§ What to produce: Rewrite every line of the records below as a numbered list, skipping any blank lines. Leave the pictures out of your answer.

[Rows from a pointing dataset]
===============

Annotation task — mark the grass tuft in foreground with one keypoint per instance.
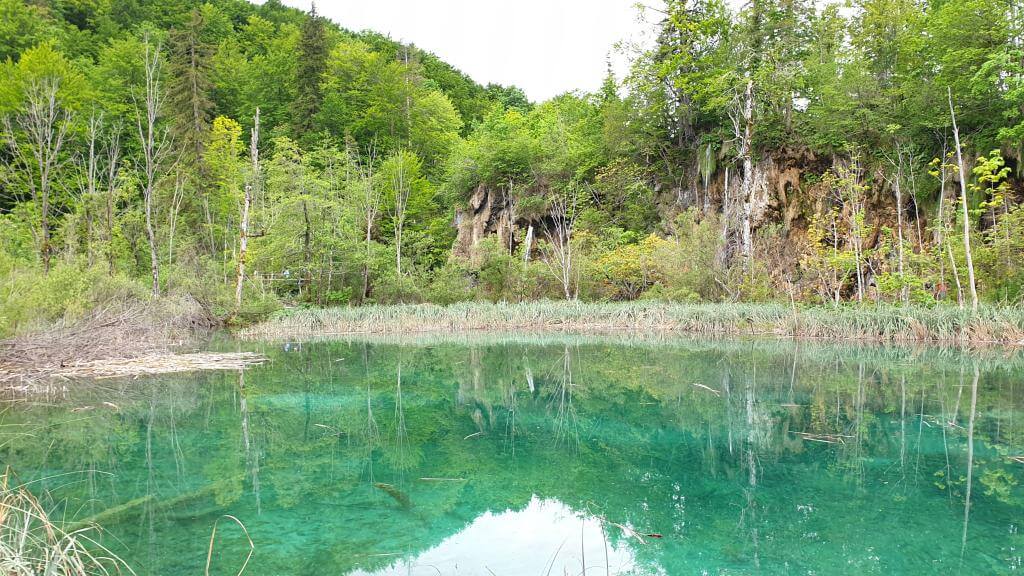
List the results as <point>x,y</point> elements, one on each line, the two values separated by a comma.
<point>882,323</point>
<point>33,544</point>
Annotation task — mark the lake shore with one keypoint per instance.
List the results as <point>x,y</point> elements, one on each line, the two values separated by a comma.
<point>943,325</point>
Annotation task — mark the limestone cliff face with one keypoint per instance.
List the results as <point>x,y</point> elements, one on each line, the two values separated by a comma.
<point>781,195</point>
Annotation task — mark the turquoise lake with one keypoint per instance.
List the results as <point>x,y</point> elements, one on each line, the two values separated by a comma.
<point>555,455</point>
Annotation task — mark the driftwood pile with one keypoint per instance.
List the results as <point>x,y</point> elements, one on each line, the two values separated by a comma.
<point>126,339</point>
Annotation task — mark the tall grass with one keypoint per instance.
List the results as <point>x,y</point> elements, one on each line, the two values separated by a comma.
<point>33,544</point>
<point>882,323</point>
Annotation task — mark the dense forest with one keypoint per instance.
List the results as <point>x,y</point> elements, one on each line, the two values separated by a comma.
<point>252,155</point>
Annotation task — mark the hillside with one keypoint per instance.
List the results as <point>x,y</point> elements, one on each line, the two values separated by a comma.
<point>782,152</point>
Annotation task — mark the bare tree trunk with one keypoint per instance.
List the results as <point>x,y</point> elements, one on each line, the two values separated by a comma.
<point>306,247</point>
<point>113,173</point>
<point>254,179</point>
<point>155,147</point>
<point>371,202</point>
<point>45,123</point>
<point>401,194</point>
<point>964,206</point>
<point>563,212</point>
<point>899,223</point>
<point>748,156</point>
<point>527,244</point>
<point>91,178</point>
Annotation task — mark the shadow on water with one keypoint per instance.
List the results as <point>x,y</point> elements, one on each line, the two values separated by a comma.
<point>547,455</point>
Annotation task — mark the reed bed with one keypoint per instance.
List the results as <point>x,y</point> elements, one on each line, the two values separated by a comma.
<point>881,323</point>
<point>34,544</point>
<point>157,364</point>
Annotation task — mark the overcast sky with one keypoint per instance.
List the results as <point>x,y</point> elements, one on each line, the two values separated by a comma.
<point>546,47</point>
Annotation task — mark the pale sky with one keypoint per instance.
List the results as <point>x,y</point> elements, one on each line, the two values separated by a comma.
<point>546,47</point>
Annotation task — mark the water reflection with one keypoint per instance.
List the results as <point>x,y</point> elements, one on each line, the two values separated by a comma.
<point>379,457</point>
<point>544,537</point>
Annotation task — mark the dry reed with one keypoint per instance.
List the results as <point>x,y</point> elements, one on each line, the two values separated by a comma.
<point>882,323</point>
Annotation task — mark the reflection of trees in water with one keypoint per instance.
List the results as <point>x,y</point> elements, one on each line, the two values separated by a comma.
<point>848,418</point>
<point>566,421</point>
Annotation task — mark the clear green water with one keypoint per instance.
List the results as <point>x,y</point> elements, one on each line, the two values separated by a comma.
<point>535,457</point>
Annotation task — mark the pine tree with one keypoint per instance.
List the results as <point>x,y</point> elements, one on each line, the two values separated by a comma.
<point>312,64</point>
<point>188,93</point>
<point>190,106</point>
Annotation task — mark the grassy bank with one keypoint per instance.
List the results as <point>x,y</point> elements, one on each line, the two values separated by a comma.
<point>883,323</point>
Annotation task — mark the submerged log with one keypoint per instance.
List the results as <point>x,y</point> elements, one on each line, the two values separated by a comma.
<point>393,492</point>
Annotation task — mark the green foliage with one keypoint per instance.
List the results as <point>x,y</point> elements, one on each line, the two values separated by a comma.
<point>369,149</point>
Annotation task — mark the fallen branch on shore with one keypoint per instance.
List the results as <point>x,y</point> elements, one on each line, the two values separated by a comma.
<point>148,365</point>
<point>877,323</point>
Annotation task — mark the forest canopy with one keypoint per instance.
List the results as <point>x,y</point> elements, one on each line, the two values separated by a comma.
<point>253,155</point>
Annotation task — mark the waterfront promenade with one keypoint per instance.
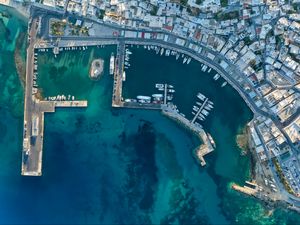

===============

§ Answer in full:
1. Annotation task — mark the grass tuft in foreground with one keypoint per instance.
2. List the results as <point>x,y</point> elements, one on each line, the two values separated by a comma.
3. <point>882,323</point>
4. <point>33,544</point>
5. Annotation task — mark the lake shore with one keypoint per instance.
6. List the results as <point>x,y</point> elements, one on each line, the two values separated by a comma.
7. <point>943,325</point>
8. Annotation task — mark the limestone cliff face with one keypoint per instance.
9. List the results as <point>x,y</point> elements, one on each line, the two values separated by a comma.
10. <point>781,195</point>
11. Annotation task — mark the turquoise lake with one keypoint per instance.
12. List the results as <point>x,y</point> elements, one on each line, the two values separated by a comma.
13. <point>555,455</point>
14. Annotation task — mark the driftwood pile with one keypoint per instance.
15. List the results as <point>x,y</point> elements, one on each line, the two values separated by a comma.
16. <point>126,339</point>
17. Annotation task — mark the tall grass with one keypoint per instance.
18. List the results as <point>x,y</point> elements, one on each line, the two values separated by a comma.
19. <point>33,544</point>
20. <point>882,323</point>
21. Annotation task — mark the dense forest with one keypoint per instance.
22. List the results as <point>x,y</point> elements, one on each line, the two values separated by a comma.
23. <point>252,155</point>
24. Annotation task — mark the hillside with one keypoint per instance.
25. List the results as <point>x,y</point> elements, one on each line, the two values separated by a comma.
26. <point>782,152</point>
27. Annotation task — mark the bare tree trunk with one keypoint per instance.
28. List the results as <point>x,y</point> elements, one on each line, the two values separated by a comma.
29. <point>306,247</point>
30. <point>113,173</point>
31. <point>254,179</point>
32. <point>155,147</point>
33. <point>371,202</point>
34. <point>45,123</point>
35. <point>401,194</point>
36. <point>964,206</point>
37. <point>563,212</point>
38. <point>899,223</point>
39. <point>748,156</point>
40. <point>527,244</point>
41. <point>91,178</point>
42. Annotation task — mark the shadow on water with one keypoint per instance.
43. List the results as <point>x,y</point> elements, one on each line, the two values separated by a comma.
44. <point>547,455</point>
45. Annotation task — mark the reed bed with one keypoint per instance.
46. List the results as <point>x,y</point> elements, one on each line, the two values separated by a comma.
47. <point>881,323</point>
48. <point>34,544</point>
49. <point>157,364</point>
50. Annotation task — mark the overcast sky with one keypoint per instance.
51. List the results as <point>x,y</point> elements, one on each line, the two values separated by a comma.
52. <point>546,47</point>
53. Annotation task — mark the pale sky with one keypoint per instance.
54. List the results as <point>x,y</point> elements, one on each line, the two values separated by a comma.
55. <point>546,47</point>
56. Annotation task — mark the water reflection with one keypoint per instance.
57. List the results as <point>x,y</point> elements, one on each line, the two values separated by a comma.
58. <point>379,457</point>
59. <point>544,537</point>
60. Annotation task — mark the dry reed with one keypoint per instance.
61. List the results as <point>x,y</point> elements, one on each line, the two values separated by a comma.
62. <point>882,323</point>
63. Annotation task — mark the reflection of trees in water with one keypoint per instance.
64. List the results as <point>x,y</point> elements, one on each line, the two values separated by a comma.
65. <point>848,418</point>
66. <point>566,421</point>
67. Annotation task — mark the clear green water with one keypoint per instance.
68. List the results as <point>x,y</point> elements, one on each line, the two values separated by a comma.
69. <point>535,457</point>
70. Annotation task — mark the pine tree with one keypoint per instance.
71. List the results as <point>x,y</point> elements, one on each line, the two values separated by a comma.
72. <point>312,64</point>
73. <point>188,93</point>
74. <point>190,106</point>
75. Annotation task — mark the grassy bank with one keypoint per instance.
76. List the results as <point>x,y</point> elements, one on each line, the two values separated by a comma.
77. <point>883,323</point>
78. Annotation task — mark the submerged log with one keypoint per instance.
79. List the results as <point>x,y</point> elements, one on each line, the two values separated by a comma.
80. <point>393,492</point>
81. Annotation task — mark the green foliage with one keypoint per instance.
82. List the results as <point>x,y</point> elements, one on each line, the two values separated by a comma.
83. <point>369,149</point>
84. Annotation task — mark the fallen branch on shore with one keypoint per instance.
85. List the results as <point>x,y</point> elements, one on each line, the two values separated by a comma.
86. <point>148,365</point>
87. <point>877,323</point>
88. Annotation task — mark the forest canopy with one keypoint per instance.
89. List the results as <point>x,y</point> elements, one on each line, the two values separated by a comma.
90. <point>253,155</point>
91. Annotation task — mark the waterfront promenade with one keypoint per instance.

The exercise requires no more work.